**WHAT YOU HAVE TO DO:**
What you return must be the data below, word for word, without any images.

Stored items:
_ _ _ _ _ _ _

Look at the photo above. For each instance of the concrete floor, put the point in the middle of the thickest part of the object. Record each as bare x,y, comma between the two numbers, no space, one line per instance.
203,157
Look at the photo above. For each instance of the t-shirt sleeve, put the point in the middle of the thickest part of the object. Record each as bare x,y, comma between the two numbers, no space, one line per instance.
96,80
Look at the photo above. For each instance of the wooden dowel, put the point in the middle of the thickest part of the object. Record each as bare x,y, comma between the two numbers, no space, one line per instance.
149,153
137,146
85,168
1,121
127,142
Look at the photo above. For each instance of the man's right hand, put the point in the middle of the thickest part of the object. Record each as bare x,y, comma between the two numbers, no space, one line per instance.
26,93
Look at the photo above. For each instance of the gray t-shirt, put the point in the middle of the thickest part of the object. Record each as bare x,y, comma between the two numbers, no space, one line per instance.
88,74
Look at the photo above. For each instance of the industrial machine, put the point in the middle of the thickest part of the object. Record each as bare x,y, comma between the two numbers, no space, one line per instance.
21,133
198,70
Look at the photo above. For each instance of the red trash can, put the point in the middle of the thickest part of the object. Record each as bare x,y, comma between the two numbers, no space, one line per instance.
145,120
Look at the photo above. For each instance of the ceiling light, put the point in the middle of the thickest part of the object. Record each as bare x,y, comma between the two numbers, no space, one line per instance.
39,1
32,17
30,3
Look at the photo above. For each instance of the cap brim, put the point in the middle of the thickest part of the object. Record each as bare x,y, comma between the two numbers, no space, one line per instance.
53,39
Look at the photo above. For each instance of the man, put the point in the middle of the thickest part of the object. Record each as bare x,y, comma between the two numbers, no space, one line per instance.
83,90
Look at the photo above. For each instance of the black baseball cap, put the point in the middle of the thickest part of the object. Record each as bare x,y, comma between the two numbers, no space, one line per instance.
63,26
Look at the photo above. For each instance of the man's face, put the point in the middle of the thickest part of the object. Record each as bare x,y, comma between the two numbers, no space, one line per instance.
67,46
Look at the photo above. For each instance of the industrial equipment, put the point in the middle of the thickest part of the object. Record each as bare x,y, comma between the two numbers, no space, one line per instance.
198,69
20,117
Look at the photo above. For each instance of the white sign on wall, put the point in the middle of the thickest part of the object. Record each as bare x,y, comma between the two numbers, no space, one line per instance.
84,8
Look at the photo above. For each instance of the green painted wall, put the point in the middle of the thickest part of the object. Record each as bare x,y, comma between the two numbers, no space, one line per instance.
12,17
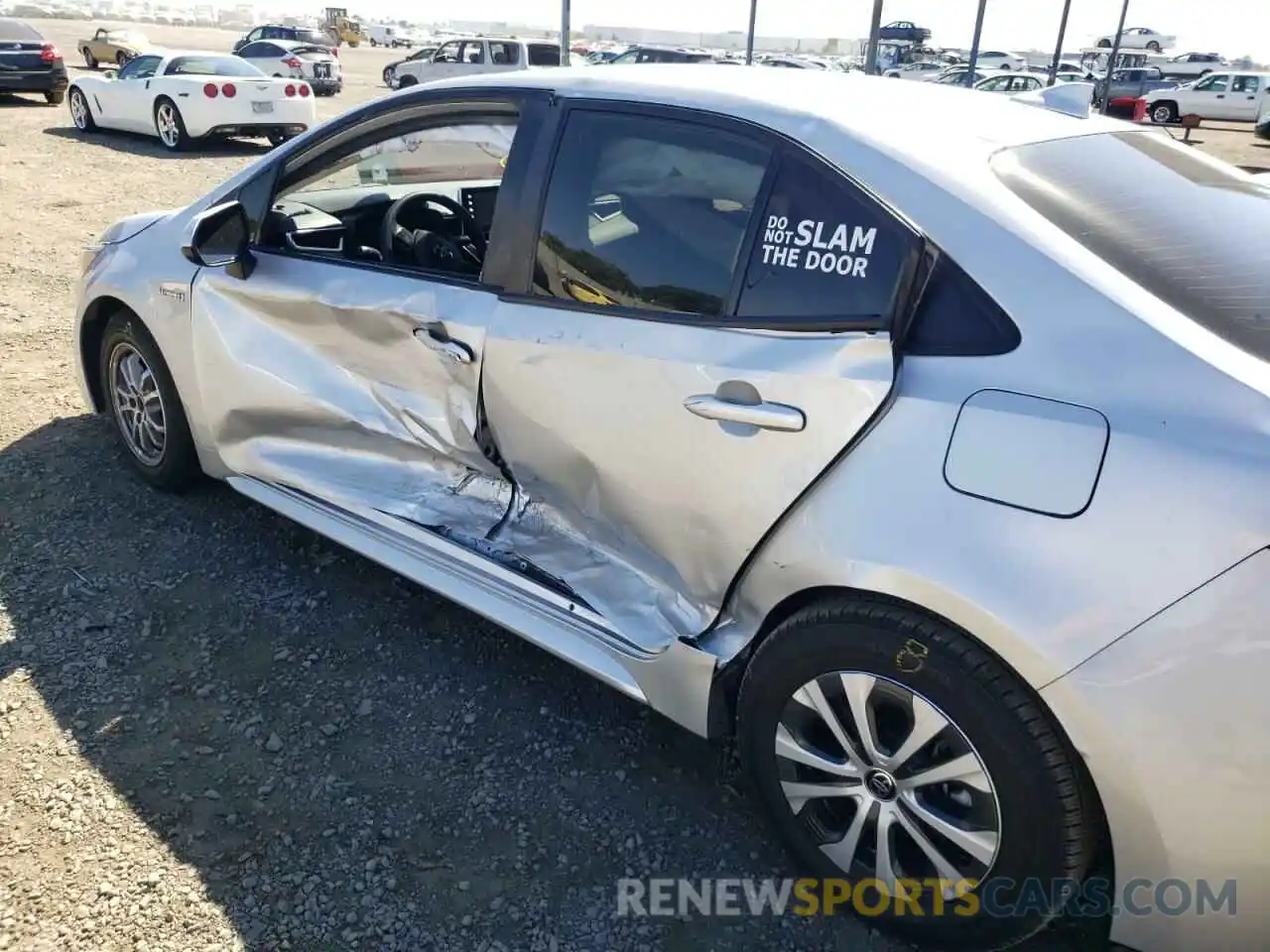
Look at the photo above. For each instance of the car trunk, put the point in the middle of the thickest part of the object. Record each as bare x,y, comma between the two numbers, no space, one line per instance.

_ _ _ _ _ _ _

**SOLVED EXERCISE:**
Look at the photo above. For each instance of the concrete floor, put the point in the middle of the thickest part of the object. Record each as bare x,y, comma between the two numbers, no space, one line per instance.
203,157
Look at the photo above. For each instance of the t-shirt sleeve, put the point in the middle of the thickest part of the object. Record each as bare x,y, comma between the two numbers, no space, one line per instance.
96,80
Look at the photo above. For each instance of the wooden dowel, put the point in the middle of the thickest part of the object. Record each as bare x,y, comma between the two numbers, no space, one line per instance.
149,153
137,146
85,168
1,121
127,142
Look at the photo above. For each instance of the man's right hand, put the point in the middle of the thickest part of the object. Record each as bare x,y, comma between the two numbers, no space, one line per instance.
26,93
Look at the photo above. For each instance of the gray t-shirt, put the point in the middle of the thickest part of the object. Record each as bare x,y, comma between the two numbers, no space, one line per instance.
88,74
Look at the photo above. For each instance of the industrial machine, put the point in the middle of the thickest part of the object. Record each as bare x,y, comma between the two numbers, no space, one line per instance.
21,133
198,70
Look at the photo above. For each instance of the red trash can, put the point in the middle of the thickest part of the object. Record each as bare x,y, comma between the two numbers, no space, one line per instance.
145,120
Look at the photo above. For each instance of the ceiling light, put the point in the middle of the thickest part of the object. Record each as bare x,y, comma between the two numbers, no space, one line per instance.
39,1
32,17
30,3
Look at the photo above. For each instance of the cap brim, put the point in the middle of the thickest part of the object. Record each as bare x,y, comma between the two numbers, no space, one line per instance.
53,39
Look at the photo above. For each instance of the man, put the point in the middle of the thickest part of the object. Record each as bare x,y, comma between the two numbers, no space, one line per instance.
83,90
Look at the photo above. For each instance of the black baseball cap, put the point in the middle of the thickest part of the object. Record each as bare x,y, comma between the two numbers, no space, one line per instance.
63,26
Look at the photo above. For each instance of the man's face, put the point in the middle of the thickest part of the object. Record each as bare x,y, comma between the two numbers, no space, one line per instance.
67,46
Look at the photo above. For each instance of the industrial equipment, put the point in the middle of the thickest part of the object. Record each as bare x,y, comma between the two numbers, no space, one line per instance.
198,69
20,117
Look at the photo above. For each instance of the white sign on wall, put the point in the middle of the thickest part of the object. Record each as bare x,y, comma between the two numbers, no space, one line per instance.
84,8
Look at the photo above. For each instance of the green painted wall, put the point in the middle of the thickest part of the object. Record each as bare x,y, comma between the two numbers, no space, one line per instance.
12,17
Look at the photo above. For each instance of the car trunk, put the point in the middle of the thickest part of the object. Record each as bare x,y, comma between the two numbers, no space, one line per instance.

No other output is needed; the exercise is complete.